* [Your objective]:
Quote the items below word for word, starting at the first line and ending with the line that contains "x=616 y=525", with both of those lines included.

* [Dataset rows]:
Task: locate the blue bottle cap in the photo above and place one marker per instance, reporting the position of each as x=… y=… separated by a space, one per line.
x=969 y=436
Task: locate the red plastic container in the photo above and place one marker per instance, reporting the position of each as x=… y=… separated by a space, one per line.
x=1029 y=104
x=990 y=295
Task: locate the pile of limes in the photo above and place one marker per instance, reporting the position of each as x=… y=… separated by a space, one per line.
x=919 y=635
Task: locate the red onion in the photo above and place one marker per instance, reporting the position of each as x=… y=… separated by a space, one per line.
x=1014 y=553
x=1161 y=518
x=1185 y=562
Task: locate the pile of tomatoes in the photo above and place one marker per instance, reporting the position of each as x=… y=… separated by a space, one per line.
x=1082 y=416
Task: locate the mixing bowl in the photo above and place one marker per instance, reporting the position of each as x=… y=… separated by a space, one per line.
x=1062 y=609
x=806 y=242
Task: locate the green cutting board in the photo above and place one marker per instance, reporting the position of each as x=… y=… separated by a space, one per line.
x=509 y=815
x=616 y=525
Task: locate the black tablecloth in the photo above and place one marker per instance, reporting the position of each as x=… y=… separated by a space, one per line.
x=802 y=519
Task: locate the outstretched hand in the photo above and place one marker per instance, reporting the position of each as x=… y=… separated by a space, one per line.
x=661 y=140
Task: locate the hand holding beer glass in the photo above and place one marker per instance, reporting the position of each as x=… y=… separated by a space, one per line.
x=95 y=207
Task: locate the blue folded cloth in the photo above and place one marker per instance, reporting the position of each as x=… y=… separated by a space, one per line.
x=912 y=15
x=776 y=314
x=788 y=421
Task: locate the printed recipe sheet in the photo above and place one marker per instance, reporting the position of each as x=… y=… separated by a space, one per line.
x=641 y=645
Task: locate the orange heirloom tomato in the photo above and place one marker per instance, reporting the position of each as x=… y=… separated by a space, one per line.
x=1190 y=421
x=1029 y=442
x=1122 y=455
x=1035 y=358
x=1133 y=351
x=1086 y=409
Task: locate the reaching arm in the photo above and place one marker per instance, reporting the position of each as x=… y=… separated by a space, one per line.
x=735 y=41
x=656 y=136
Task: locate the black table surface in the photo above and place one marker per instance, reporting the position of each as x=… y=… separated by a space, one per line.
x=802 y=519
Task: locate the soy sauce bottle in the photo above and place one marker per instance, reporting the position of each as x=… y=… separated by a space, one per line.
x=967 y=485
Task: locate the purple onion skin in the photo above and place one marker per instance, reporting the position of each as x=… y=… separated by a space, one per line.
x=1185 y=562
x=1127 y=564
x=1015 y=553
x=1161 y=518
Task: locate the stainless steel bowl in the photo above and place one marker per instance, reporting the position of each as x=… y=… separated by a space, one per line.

* [Completed exercise]:
Task: locate the blue bottle cap in the photo above and place one marker per instance, reporting the position of each as x=… y=… separated by a space, one per line.
x=969 y=436
Task: locate the red plastic container in the photo above and place one marker per instance, reporting the position of each as x=… y=… separated by a space, one per line.
x=1029 y=104
x=990 y=295
Task: locate the pile of limes in the photo above and place one marker per instance, reporting the position of each as x=… y=… separated by a space, one per line.
x=919 y=635
Task: locate the red onion in the photo above and place one marker per instance, reporting the position of each as x=… y=… separated by a space, one per line.
x=1014 y=553
x=1161 y=518
x=1185 y=562
Task: locate the pile of tomatoes in the photo above and place one marker per instance, reporting the position of each as x=… y=… separated by a space, one per line.
x=1082 y=416
Task: locate the mixing bowl in the photo above and place one marker per instance, reporting the position of each as x=… y=… separated by a space, one per line.
x=1062 y=609
x=806 y=242
Task: locate the green cutting board in the photo above and place one marker per instance, reporting the position of each as x=… y=… separated by a space, one per line.
x=509 y=815
x=616 y=525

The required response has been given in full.